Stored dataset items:
-- Start --

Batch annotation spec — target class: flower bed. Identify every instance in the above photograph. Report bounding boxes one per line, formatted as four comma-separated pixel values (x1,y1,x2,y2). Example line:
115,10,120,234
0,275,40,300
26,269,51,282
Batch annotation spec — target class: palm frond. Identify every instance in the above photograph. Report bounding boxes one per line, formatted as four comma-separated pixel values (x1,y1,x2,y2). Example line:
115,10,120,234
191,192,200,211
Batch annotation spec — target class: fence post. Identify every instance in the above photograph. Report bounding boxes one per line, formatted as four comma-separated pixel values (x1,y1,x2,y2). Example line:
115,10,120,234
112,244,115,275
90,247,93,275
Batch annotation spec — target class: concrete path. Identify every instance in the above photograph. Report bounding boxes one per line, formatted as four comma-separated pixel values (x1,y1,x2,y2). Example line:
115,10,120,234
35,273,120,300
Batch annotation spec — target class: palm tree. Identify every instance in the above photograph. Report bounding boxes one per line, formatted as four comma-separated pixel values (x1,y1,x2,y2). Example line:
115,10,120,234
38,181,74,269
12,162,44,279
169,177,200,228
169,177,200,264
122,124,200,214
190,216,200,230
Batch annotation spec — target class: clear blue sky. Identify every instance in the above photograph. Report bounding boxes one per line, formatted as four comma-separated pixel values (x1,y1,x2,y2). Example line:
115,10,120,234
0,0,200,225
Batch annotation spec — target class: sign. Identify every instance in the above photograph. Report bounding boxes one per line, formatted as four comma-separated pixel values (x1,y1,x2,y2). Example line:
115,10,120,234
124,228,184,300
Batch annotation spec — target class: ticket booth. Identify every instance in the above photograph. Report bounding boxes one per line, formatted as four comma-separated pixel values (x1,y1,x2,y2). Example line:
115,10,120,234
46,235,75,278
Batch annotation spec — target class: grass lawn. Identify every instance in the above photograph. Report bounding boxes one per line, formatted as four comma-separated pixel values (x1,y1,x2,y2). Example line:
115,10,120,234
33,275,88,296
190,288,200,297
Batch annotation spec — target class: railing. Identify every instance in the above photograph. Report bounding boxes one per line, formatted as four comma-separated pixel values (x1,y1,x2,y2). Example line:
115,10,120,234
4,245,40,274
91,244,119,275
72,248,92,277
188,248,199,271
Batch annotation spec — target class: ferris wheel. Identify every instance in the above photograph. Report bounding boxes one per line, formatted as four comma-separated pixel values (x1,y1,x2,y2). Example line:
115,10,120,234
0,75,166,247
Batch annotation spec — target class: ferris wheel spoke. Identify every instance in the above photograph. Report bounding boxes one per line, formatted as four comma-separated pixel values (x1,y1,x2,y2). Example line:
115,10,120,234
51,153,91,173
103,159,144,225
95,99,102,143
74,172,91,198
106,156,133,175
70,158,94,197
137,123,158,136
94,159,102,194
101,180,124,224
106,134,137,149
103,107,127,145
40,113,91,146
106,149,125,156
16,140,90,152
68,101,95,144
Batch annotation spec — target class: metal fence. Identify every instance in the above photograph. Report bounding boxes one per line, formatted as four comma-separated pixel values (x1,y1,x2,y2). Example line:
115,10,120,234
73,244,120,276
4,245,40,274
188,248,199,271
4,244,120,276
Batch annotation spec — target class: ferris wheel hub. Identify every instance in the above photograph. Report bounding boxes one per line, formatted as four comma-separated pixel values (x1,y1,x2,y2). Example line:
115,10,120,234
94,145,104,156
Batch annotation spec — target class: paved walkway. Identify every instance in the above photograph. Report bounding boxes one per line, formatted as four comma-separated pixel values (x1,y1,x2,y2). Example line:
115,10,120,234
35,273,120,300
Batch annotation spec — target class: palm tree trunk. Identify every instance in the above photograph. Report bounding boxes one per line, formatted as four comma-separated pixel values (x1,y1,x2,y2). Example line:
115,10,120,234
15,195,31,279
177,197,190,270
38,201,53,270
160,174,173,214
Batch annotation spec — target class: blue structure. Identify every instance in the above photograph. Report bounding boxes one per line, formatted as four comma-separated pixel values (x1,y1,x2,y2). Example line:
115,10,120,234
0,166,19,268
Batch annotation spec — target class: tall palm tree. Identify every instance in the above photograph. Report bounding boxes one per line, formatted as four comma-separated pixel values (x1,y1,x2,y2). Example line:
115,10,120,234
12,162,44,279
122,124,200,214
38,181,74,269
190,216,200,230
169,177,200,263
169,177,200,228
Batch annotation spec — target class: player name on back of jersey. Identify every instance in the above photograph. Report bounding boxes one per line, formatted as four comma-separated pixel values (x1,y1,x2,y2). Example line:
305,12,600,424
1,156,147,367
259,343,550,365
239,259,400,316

-- End --
-- Start --

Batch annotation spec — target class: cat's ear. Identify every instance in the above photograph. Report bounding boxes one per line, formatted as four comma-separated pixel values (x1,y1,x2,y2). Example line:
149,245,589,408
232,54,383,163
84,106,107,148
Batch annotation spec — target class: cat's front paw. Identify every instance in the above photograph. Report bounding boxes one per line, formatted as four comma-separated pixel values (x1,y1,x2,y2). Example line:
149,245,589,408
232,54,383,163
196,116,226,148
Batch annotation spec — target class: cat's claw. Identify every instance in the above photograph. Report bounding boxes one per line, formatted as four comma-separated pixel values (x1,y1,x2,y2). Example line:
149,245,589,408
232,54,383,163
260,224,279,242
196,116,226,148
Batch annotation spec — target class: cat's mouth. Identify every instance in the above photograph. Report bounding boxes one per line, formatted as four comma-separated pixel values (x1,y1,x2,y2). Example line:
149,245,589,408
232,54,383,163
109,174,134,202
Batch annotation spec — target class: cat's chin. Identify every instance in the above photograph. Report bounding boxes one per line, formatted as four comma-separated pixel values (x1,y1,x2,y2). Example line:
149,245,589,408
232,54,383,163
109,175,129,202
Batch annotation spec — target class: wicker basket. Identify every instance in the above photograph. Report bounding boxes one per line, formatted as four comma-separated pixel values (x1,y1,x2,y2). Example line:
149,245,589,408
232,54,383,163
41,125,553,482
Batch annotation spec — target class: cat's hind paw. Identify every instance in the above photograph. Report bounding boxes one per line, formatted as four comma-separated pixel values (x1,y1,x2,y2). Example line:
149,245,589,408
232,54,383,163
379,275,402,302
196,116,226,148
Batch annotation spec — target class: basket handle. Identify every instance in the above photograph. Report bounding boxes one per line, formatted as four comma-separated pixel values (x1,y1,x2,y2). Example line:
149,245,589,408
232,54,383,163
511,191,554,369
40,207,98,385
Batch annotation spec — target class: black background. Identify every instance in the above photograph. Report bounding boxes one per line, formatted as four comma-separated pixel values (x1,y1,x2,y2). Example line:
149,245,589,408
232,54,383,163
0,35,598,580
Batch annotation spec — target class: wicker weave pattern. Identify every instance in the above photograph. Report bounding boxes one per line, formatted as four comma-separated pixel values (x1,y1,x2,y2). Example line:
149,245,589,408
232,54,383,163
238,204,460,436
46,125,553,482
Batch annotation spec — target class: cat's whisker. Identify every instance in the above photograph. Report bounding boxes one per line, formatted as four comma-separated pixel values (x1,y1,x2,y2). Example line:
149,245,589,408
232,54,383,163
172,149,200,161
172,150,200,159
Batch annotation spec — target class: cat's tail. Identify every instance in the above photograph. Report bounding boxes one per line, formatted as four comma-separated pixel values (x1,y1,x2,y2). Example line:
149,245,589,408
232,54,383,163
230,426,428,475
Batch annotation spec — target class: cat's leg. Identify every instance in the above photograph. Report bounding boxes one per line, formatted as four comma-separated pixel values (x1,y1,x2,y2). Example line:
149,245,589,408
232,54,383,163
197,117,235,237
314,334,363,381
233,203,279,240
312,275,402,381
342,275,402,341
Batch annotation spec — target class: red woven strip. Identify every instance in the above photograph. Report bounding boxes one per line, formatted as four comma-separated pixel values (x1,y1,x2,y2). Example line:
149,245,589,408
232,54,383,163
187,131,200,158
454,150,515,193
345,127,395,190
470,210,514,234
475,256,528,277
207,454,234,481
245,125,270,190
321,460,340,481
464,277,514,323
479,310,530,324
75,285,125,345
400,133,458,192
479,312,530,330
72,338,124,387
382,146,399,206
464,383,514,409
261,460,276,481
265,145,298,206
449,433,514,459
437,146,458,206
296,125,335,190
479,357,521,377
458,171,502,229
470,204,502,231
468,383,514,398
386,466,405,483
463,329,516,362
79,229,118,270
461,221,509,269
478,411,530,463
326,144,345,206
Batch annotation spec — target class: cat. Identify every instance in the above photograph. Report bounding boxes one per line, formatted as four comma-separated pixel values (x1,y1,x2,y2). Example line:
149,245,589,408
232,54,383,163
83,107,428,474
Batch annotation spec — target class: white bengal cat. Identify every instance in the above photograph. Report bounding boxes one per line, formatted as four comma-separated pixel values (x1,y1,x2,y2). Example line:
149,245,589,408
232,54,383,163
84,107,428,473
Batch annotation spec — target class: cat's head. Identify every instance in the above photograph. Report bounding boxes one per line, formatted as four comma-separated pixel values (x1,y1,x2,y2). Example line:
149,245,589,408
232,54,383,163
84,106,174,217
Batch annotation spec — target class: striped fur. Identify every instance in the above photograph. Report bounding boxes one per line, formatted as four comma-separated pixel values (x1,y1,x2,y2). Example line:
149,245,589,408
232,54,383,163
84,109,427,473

-- End --

Short exercise
Reproduce only the lines of the data above, starting with the line containing "Batch annotation spec — target class: basket" and going on through the line containing "511,191,554,369". Shift every bounding box coordinate in the answers by adding 75, and leave the request and its sample coordinate lines unchanged.

Final result
Batch annotation spec — target class: basket handle. Identify every instance in the above photograph. Report bounding boxes one per line, formatted as four comma-separated pixel values (x1,y1,x2,y2). Example line:
149,245,589,408
232,54,383,163
586,266,629,444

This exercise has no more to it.